• **Problem to solve**
Report every line of the rows below that contains the string "railing", copying each one unchanged. Case counts.

──────

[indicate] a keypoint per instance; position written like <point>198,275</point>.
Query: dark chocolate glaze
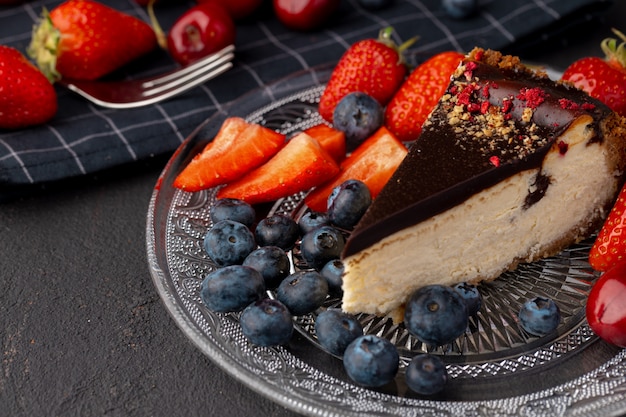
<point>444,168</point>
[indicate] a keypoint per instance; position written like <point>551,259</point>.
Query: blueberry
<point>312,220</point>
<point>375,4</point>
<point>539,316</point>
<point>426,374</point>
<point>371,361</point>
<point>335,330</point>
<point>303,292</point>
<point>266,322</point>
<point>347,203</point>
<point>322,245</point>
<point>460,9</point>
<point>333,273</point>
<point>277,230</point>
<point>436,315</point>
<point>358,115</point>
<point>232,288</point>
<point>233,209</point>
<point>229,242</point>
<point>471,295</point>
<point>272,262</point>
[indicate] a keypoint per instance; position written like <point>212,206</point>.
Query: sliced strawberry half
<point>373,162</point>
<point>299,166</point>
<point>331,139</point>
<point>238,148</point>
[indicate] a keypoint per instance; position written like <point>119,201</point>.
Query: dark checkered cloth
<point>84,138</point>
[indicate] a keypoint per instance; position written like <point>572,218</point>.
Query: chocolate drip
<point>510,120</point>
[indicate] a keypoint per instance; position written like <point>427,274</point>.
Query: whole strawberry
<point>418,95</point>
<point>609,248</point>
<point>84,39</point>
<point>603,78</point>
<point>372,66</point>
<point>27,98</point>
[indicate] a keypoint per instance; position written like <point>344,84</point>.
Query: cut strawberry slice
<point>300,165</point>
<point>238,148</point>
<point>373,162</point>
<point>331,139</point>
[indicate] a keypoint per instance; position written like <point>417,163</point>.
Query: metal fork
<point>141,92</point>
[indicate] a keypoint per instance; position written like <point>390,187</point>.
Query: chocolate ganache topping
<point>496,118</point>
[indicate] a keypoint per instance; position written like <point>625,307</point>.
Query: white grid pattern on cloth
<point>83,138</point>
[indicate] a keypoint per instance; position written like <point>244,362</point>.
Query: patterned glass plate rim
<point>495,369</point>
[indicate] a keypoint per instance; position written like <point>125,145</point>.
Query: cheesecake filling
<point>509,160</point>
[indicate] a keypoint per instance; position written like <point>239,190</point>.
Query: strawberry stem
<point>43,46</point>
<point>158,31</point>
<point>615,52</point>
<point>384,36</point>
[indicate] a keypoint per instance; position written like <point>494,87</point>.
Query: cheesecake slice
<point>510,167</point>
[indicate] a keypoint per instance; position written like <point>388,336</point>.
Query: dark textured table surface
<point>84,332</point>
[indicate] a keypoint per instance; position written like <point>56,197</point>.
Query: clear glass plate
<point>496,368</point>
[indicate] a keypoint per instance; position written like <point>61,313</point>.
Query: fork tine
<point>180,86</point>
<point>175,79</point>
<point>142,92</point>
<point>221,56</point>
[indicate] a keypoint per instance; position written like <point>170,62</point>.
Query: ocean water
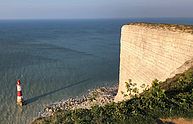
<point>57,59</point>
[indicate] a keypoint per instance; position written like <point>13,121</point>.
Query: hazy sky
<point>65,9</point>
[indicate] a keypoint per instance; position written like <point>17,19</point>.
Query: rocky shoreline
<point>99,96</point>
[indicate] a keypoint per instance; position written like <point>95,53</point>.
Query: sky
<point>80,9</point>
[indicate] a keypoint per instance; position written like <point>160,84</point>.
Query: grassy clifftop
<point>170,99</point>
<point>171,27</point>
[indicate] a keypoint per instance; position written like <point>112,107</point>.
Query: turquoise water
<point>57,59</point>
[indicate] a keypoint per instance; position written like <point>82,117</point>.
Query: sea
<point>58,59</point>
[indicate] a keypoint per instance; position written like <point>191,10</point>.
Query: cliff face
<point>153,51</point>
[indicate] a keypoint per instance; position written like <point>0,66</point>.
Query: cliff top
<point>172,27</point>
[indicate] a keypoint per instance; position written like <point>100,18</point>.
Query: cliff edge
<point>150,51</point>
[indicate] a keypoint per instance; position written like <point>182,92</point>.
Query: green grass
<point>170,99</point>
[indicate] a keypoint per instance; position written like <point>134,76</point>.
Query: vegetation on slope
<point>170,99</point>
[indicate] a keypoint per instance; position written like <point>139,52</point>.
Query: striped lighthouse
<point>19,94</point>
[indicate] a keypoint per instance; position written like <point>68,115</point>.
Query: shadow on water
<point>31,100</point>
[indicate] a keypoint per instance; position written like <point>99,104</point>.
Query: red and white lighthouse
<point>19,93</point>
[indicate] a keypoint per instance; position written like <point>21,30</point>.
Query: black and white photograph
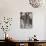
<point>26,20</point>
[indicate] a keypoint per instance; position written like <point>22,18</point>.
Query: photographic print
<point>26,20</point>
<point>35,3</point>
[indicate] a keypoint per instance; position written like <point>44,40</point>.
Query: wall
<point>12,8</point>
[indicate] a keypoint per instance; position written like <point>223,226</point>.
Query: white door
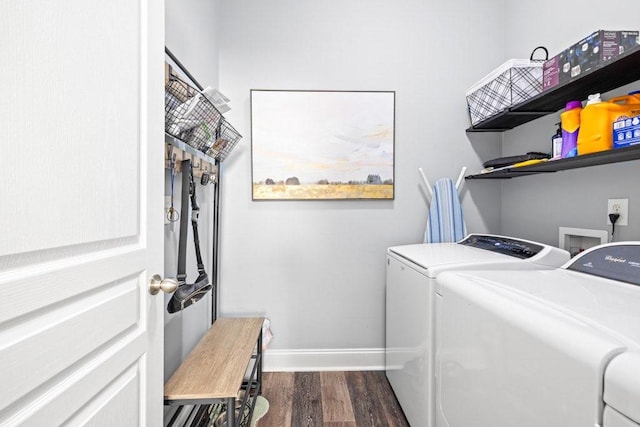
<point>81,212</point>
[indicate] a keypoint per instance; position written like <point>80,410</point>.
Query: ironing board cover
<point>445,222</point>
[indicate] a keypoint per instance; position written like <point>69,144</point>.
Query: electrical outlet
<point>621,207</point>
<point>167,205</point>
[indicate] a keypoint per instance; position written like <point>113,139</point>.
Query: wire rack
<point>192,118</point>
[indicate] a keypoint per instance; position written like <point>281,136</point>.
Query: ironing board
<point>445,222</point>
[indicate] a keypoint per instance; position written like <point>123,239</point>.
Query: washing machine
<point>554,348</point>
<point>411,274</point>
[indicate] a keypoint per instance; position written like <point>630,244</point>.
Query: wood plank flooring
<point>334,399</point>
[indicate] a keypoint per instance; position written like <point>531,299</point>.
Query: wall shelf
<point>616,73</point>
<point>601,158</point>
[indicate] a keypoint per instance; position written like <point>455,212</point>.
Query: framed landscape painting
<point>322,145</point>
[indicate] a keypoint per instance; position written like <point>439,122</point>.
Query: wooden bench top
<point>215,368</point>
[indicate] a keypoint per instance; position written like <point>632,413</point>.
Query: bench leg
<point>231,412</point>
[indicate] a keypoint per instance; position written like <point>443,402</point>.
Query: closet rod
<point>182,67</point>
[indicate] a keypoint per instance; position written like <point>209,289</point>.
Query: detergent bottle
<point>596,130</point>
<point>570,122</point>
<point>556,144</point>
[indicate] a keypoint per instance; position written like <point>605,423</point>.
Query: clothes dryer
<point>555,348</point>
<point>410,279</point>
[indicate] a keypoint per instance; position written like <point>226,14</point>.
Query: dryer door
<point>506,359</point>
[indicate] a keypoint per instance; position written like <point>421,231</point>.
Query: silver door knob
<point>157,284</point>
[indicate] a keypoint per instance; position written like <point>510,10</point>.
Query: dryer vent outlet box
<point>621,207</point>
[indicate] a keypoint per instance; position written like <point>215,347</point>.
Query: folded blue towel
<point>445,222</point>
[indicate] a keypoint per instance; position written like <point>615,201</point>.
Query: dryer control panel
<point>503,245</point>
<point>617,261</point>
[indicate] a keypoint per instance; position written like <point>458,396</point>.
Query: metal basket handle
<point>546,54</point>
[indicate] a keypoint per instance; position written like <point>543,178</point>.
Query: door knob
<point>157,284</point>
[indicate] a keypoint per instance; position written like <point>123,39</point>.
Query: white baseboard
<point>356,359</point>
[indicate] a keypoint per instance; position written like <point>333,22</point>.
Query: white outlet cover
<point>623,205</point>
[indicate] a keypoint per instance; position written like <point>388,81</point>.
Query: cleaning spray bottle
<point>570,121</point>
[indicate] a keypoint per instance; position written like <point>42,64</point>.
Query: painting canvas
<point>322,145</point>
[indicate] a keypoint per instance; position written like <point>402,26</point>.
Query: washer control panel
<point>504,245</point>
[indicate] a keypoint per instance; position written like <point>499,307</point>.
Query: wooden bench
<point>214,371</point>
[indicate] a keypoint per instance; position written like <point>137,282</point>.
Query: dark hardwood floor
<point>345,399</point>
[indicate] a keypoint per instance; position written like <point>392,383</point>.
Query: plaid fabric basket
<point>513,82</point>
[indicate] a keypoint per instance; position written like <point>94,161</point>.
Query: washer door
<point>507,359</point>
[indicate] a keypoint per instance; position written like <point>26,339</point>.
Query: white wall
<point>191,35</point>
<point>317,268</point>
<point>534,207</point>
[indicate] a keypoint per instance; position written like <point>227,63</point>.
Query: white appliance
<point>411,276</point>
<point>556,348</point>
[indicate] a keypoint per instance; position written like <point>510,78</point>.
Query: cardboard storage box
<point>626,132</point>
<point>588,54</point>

──────

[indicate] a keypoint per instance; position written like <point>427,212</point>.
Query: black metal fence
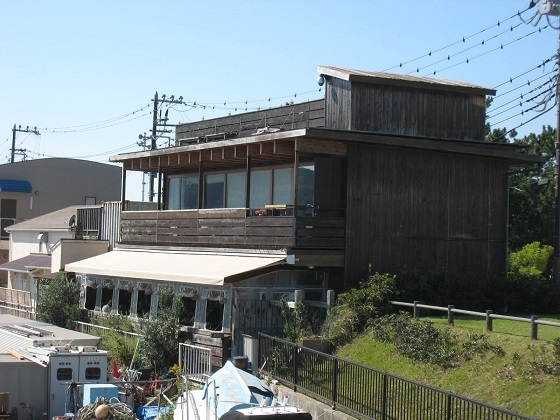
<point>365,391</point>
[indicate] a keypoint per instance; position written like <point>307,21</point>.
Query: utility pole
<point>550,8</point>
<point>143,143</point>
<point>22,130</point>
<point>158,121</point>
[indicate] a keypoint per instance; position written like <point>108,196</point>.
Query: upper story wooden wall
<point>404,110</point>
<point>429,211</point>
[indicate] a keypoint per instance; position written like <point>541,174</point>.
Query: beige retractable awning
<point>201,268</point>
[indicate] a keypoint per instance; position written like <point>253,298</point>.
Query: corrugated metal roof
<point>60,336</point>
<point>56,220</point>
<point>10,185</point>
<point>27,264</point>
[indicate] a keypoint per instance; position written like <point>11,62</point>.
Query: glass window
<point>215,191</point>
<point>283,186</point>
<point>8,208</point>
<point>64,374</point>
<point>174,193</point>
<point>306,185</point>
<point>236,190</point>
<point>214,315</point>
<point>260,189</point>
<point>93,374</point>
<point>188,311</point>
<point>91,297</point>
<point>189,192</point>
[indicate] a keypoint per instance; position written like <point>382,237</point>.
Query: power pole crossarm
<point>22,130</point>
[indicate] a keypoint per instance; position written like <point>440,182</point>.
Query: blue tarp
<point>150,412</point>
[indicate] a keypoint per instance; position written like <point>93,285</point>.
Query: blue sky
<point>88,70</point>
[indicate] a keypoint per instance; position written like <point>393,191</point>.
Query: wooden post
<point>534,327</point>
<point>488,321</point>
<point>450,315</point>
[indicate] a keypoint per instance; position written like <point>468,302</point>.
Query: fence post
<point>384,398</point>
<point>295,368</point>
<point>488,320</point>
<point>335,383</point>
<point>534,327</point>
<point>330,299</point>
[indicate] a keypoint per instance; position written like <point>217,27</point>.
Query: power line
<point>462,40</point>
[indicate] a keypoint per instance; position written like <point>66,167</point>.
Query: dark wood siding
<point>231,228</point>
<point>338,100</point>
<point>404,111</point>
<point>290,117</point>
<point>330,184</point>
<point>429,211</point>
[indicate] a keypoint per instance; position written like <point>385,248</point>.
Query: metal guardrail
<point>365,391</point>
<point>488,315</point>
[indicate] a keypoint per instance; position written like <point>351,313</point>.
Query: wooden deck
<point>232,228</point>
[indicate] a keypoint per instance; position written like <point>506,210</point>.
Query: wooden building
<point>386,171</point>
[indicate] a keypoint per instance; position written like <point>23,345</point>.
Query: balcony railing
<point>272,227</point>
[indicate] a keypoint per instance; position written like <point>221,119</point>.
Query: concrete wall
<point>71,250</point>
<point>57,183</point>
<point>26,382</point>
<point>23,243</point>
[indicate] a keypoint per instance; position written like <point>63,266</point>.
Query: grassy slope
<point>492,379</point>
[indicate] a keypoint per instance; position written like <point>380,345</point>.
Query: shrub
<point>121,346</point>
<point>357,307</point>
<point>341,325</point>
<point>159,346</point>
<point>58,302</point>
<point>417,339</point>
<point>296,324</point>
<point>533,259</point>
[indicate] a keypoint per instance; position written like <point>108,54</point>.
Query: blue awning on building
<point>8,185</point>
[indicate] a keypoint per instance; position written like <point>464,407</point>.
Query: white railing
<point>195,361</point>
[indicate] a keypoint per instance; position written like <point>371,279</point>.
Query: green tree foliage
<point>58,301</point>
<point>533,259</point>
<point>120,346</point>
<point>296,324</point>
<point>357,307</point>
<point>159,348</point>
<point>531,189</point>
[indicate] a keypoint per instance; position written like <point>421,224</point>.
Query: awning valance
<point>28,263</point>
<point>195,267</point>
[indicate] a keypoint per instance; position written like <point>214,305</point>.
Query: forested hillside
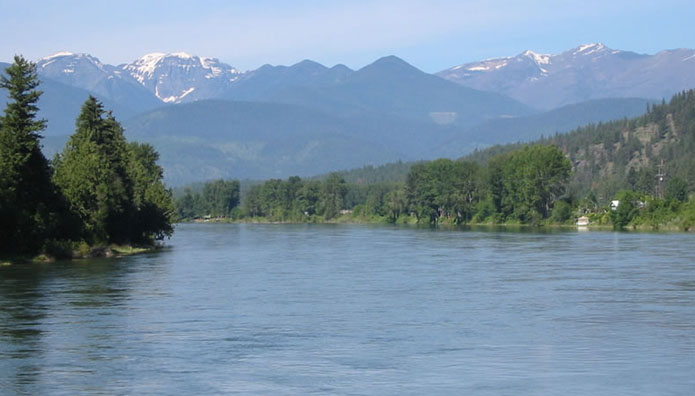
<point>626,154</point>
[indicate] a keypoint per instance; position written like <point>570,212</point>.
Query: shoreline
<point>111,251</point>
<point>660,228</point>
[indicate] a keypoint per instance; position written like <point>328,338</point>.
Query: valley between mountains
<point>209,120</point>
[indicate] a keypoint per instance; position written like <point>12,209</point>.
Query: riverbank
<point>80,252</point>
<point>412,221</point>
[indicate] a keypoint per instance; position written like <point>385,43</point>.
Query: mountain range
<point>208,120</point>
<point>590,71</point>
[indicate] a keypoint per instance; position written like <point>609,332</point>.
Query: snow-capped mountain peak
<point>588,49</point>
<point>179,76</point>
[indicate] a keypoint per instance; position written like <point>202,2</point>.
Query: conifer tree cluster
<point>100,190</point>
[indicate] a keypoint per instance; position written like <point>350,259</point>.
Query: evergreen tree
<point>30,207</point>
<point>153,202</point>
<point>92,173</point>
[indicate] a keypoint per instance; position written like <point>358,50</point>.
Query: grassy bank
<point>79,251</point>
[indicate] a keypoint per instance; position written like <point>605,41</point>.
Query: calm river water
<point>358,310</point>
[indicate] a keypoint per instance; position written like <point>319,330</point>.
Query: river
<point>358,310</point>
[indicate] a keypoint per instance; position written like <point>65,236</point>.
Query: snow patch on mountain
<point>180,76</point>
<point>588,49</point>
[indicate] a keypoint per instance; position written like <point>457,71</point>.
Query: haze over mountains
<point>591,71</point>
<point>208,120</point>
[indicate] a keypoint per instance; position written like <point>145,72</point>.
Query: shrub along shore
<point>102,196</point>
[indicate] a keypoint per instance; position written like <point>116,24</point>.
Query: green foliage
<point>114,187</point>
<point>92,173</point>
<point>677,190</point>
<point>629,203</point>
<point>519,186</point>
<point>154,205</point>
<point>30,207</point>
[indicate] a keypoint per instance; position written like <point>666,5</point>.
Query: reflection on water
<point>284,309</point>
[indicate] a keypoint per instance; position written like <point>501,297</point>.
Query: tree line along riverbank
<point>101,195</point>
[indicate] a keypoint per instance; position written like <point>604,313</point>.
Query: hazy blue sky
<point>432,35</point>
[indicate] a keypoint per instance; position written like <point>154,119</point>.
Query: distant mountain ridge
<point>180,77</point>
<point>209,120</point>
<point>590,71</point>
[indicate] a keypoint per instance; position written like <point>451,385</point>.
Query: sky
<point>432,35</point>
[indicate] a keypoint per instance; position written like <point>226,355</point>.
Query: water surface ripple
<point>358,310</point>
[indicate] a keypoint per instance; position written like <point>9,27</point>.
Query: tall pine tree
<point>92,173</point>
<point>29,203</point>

──────

• **Solution below**
Query: balcony railing
Query: white railing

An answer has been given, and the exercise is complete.